__Exercises__
[A] In the passage below about Abhishiktananda, what year did he arrive in India?
[B] Continue the passage about Abhishiktananda from where it stops.

__Selection__
-------------------------

Like many others who have been intrigued by the life and writings of Abhishiktananda, I have benefitted very much from Shirley du Boulay’s book The Cave of the Heart:  The Life of Swami Abhishiktananda.[1]  As is known by everyone familiar with his life, Abhishiktananda’s original intent upon leaving his Benedictine monastery in Brittany was to establish a Christian contemplative way of life in India and in that way to help bring the Gospel to the Hindu people.  But not long after his arrival in that country in 1948 he visited the ashram of Sri Ramana Maharshi in the South Indian state of Tamil Nadu, a visit that led to a radical change in Abhishiktananda’s understanding of Hinduism.  It was not anything in particular that he learned of Ramana Maharshi’s teaching but rather the radiance of his face, especially his eyes, that deeply affected the Christian monk, along with the beauty of the Vedic chants sung each morning and evening in the ashram. As he later wrote, he had experienced “a call which pierced through everything, rent it in pieces and opened a mighty abyss…. New as [these experiences] were, their hold on me was already too strong for it ever to be possible for me to disown them.”[2]  That irresistible hold on him led to a lifelong attempt to show the compatibility between Christianity and the advaitic (“non-dual”) teaching found especially in the Upanishads.

-------------------------

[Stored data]
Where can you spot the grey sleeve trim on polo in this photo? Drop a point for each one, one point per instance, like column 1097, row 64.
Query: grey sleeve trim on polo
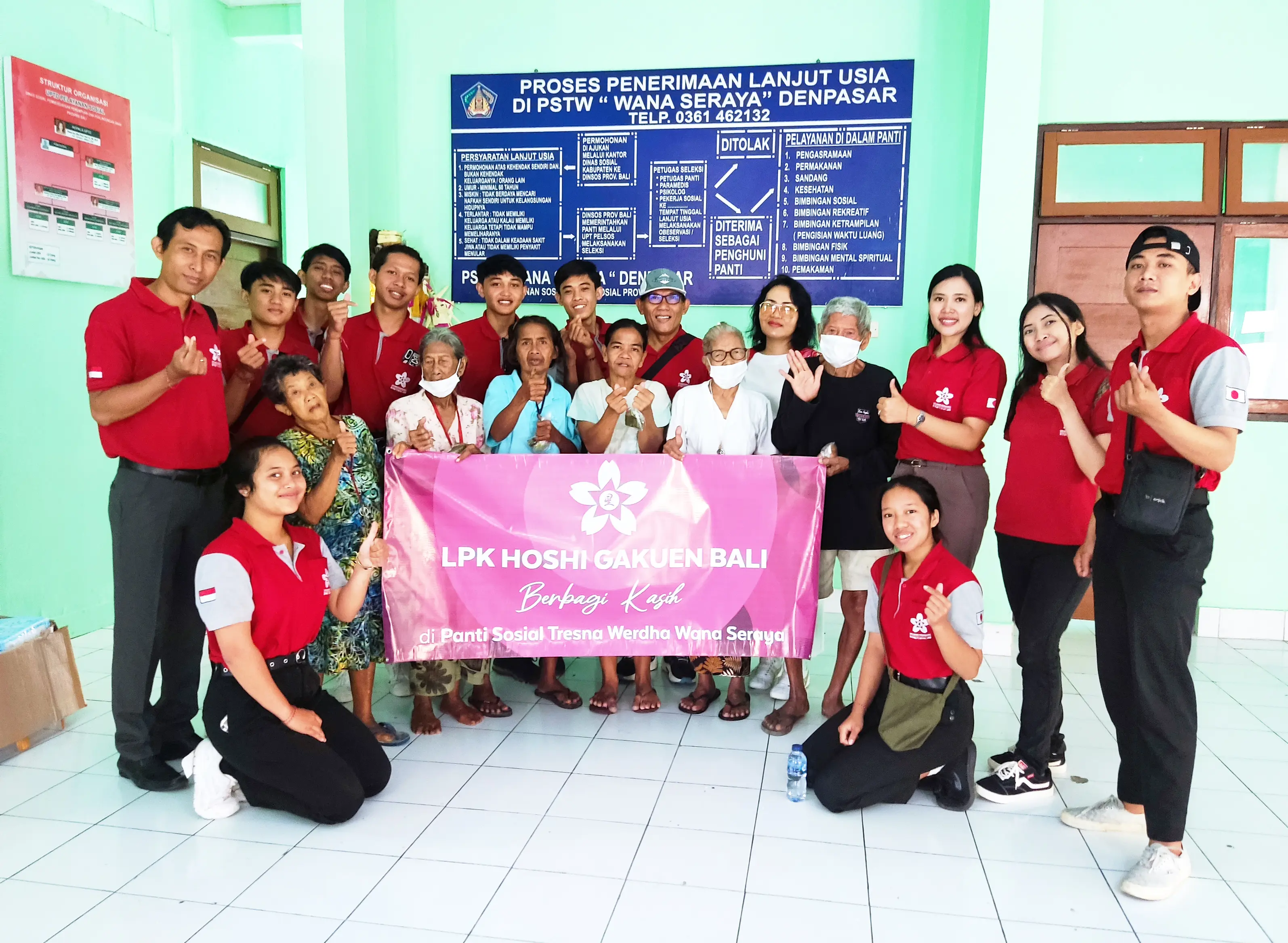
column 967, row 615
column 1219, row 392
column 232, row 601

-------------------------

__Outputs by task__
[A] 1948

[B]
Not surprisingly, his attempts to express this compatibility were not welcome in some Christian circles, especially in those years before the Second Vatican Council and its groundbreaking declaration Nostra Aetate on the relation of the Church to non-Christian religions (1965). For example, he had sent the manuscript of an early attempt to reconcile Christian and advaitic experience to a friend in France to be typed and then given to the Paris censor, only to learn in November 1954 that the censor’s report was “totally damning, attacking the book on every conceivable ground.”[3]  
 
There were, however, Christian friends of his in India who were generally well disposed to what he was trying to do. Dr. Jacques-Albert Cuttat, the Swiss ambassador to India, became a good friend and organized a series of meetings at which Abhishiktananda had a leading role. The first of these was held in the hill station of Almora in 1961 on the subject of Vedantic and Christian experience. Abhishiktananda and Cuttat had agreed that the participants would all be Christians, and the meeting of the ten who gathered at Almora was so successful that a second meeting, with somewhat more participants, was held the next year in Rajpur, at the foot of the Himalayas, with a third being held in the city of Nagpur after Christmas 1963. Up to that point, Abhishiktananda felt at ease with persons who seemed to agree that advaita did not go beyond Christian experience but was its very foundation.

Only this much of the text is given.